Raw records
====
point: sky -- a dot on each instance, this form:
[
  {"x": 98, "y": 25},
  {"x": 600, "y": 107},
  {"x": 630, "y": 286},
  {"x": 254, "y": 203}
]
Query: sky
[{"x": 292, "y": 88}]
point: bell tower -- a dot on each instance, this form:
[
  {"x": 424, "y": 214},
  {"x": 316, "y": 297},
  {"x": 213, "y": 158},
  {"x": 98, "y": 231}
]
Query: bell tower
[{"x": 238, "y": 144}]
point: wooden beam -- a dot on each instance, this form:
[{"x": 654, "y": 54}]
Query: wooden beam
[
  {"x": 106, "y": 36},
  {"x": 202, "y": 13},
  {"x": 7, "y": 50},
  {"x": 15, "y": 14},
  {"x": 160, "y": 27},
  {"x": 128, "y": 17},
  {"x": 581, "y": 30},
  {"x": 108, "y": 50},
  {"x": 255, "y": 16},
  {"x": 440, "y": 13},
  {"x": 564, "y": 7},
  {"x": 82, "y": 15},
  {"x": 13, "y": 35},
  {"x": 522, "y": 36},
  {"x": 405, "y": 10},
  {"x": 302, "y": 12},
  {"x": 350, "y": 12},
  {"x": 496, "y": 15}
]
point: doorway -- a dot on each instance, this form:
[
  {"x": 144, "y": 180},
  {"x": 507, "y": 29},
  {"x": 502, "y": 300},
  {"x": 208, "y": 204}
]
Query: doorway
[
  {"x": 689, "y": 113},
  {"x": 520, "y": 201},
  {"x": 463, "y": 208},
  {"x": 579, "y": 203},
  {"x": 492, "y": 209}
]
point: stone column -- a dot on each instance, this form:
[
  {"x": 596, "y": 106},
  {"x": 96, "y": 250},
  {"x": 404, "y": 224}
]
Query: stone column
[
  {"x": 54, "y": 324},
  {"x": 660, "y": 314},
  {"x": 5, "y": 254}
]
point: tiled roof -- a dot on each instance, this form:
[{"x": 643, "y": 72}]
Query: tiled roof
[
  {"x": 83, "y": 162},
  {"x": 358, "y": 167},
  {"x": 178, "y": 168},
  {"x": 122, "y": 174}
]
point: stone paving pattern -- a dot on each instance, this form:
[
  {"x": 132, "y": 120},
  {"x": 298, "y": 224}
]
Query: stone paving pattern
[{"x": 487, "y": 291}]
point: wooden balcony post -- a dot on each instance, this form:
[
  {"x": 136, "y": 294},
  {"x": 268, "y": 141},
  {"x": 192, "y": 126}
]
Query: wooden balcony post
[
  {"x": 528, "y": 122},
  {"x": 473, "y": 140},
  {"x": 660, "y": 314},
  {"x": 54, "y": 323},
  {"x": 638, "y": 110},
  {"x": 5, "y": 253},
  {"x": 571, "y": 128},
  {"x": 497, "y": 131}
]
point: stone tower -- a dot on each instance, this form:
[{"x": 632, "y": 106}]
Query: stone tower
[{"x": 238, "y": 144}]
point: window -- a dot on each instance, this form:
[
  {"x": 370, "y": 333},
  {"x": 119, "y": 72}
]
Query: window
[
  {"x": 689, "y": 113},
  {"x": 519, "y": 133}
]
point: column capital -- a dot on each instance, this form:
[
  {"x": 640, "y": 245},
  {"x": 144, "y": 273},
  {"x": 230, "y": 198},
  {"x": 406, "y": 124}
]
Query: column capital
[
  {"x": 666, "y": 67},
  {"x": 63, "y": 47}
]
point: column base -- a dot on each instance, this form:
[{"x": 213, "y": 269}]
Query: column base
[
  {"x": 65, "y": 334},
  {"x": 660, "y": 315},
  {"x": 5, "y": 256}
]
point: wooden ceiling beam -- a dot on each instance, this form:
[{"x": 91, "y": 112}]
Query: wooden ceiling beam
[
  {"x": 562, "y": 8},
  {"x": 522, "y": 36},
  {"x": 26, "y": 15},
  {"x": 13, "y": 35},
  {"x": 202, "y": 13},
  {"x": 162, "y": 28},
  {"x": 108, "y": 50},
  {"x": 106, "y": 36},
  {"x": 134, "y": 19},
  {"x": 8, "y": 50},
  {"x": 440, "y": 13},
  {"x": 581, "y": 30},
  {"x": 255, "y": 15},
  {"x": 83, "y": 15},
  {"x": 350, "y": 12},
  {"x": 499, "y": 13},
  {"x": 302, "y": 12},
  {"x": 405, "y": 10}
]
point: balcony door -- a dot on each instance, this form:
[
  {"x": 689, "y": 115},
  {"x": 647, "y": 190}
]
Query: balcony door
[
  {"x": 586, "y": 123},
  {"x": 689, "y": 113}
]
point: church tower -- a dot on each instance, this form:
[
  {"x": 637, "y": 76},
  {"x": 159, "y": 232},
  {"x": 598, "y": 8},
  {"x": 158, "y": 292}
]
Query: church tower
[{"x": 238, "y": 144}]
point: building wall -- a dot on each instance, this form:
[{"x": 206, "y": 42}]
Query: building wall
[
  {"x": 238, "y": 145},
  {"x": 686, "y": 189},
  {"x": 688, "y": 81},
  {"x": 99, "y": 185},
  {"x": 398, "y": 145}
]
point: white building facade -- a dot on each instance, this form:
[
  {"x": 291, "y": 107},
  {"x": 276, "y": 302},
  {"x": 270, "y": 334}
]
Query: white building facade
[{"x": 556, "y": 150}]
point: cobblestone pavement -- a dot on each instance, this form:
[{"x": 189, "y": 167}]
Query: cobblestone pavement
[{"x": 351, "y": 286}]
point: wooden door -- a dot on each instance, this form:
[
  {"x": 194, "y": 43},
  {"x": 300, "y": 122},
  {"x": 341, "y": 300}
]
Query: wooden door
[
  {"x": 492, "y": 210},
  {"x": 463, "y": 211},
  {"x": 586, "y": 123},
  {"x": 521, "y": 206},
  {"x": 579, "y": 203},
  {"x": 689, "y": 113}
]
====
◆ Exercise instructions
Reproduce the listing above exactly from the line containing "point: white building" through its last line, with both of those lines included.

◆ Solved problem
point: white building facade -- a dot on each instance, this form:
[
  {"x": 291, "y": 107},
  {"x": 276, "y": 302},
  {"x": 270, "y": 334}
]
Query: white building facade
[{"x": 556, "y": 150}]
point: cobblestone pavement -- a dot on each instance, this form:
[{"x": 189, "y": 167}]
Query: cobblestone pavement
[{"x": 351, "y": 286}]
point: wooden door -- a dot on each instance, this form:
[
  {"x": 194, "y": 43},
  {"x": 300, "y": 122},
  {"x": 341, "y": 300}
]
Query: wooden door
[
  {"x": 492, "y": 210},
  {"x": 463, "y": 211},
  {"x": 586, "y": 123},
  {"x": 521, "y": 206},
  {"x": 579, "y": 203},
  {"x": 689, "y": 113}
]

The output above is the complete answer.